Task prompt
Only the lines from the one with "Make sure each instance of the distressed" to the end of the data below should be given again, exactly, with both ends included and pictures omitted.

╭─ Supplied records

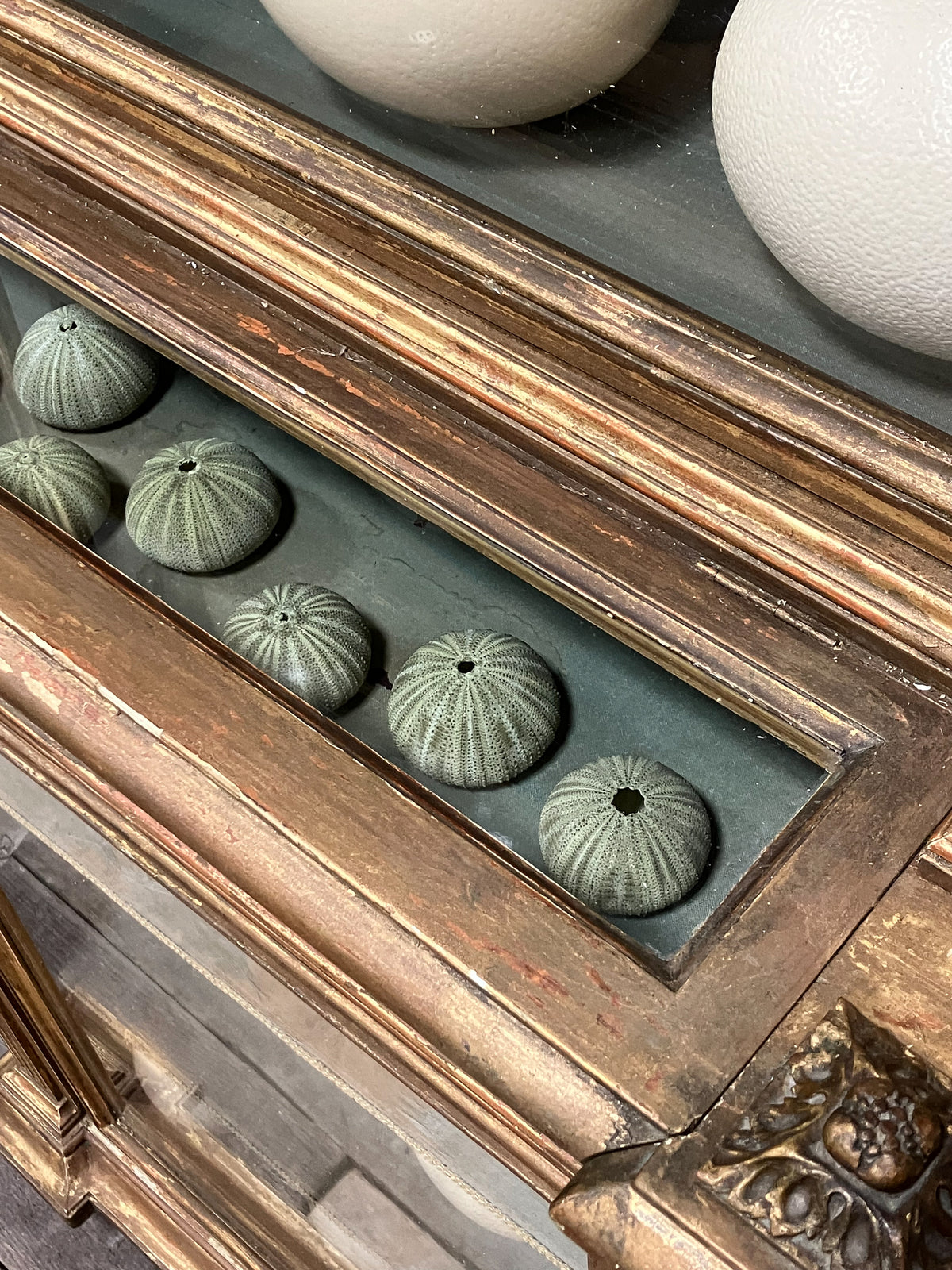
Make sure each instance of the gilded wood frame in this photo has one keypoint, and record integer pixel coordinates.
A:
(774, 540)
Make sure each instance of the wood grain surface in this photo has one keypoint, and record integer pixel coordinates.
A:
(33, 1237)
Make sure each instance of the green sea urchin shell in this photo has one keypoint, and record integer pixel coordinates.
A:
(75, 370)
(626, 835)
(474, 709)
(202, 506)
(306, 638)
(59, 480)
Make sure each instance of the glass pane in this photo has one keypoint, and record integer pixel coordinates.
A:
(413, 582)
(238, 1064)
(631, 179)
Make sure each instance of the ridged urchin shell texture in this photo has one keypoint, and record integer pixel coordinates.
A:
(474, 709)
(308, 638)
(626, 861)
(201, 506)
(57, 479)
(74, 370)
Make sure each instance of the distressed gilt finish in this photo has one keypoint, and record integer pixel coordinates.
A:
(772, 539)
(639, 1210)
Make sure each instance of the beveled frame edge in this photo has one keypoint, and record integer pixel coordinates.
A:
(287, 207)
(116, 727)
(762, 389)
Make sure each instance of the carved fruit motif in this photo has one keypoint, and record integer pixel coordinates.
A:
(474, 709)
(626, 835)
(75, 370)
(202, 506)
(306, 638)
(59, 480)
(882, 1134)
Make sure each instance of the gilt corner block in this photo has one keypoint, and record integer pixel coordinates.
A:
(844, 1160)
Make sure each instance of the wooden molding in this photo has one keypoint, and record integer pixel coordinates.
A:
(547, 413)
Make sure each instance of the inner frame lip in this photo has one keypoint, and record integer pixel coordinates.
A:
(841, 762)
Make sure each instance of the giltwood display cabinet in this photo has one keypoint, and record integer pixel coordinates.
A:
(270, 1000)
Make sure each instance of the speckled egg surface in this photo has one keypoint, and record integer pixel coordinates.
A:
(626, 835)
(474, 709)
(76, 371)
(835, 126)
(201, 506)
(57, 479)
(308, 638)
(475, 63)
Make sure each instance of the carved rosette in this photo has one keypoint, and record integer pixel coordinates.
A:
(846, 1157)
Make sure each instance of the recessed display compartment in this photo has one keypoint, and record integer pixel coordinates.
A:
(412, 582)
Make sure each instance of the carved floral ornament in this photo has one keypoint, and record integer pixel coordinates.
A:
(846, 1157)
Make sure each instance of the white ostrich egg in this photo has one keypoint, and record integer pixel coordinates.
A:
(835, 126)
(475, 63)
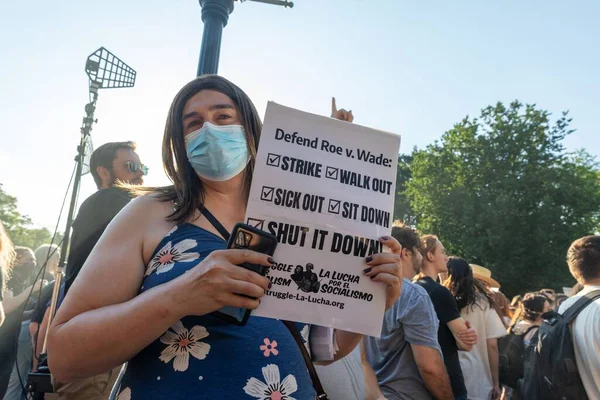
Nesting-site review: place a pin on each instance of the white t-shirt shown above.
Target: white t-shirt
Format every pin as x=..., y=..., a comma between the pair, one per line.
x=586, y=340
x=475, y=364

╰─

Task output
Make sure each instance of the distressed gilt finish in this photo has one keypoint, and record integer pixel coordinates.
A:
(772, 539)
(639, 1210)
Make sure each instance of the beveled frame edge in this photo has one keypoint, and record integer pixel coordinates.
A:
(287, 207)
(116, 727)
(762, 389)
Make sure each instance of the carved fruit motif in this photo has one keypoint, and record integer pixel coordinates.
A:
(474, 709)
(626, 835)
(75, 370)
(202, 506)
(306, 638)
(59, 480)
(882, 1134)
Make sure each instance of the gilt corner block in this photo has one keypoint, and record integer pixel coordinates.
A:
(844, 1160)
Make sure each instance of the wooden molding in this photo has one keypoint, and record integer pixel coordinates.
A:
(547, 413)
Make sure each instance of the inner frame lip in this photo has one keypoint, and record integer pixel coordinates.
A:
(841, 762)
Make sure each instance of the giltwood display cabinet in this photo has one keypoint, and record integer pixel coordinates.
A:
(270, 1000)
Make sure each instance of the speckled egg surface in this photo has one keypoint, and record integer pixel coordinates.
A:
(626, 835)
(474, 709)
(76, 371)
(835, 126)
(201, 506)
(57, 479)
(308, 638)
(475, 63)
Make sure each instance of the carved rosette in this photo has one keypoint, and record integer pixel coordinates.
A:
(846, 1157)
Make sure each instance of the recessed display compartment in this photo has one keypoint, and record integer pixel coordinates.
A:
(412, 582)
Make sure each instance of the carved floral ornament in this photo has one keypoint, and record integer pixel coordinates.
A:
(846, 1157)
Make sure each instance of the white ostrich egg in this photo has one keypoint, and record integer pixel coordinates.
A:
(835, 126)
(475, 63)
Nesting-site review: place a pin on each instance of the white t-shirt shown above.
Target: white t-shirt
Format every pin as x=..., y=..., a comma between the pair, one per line.
x=586, y=340
x=475, y=364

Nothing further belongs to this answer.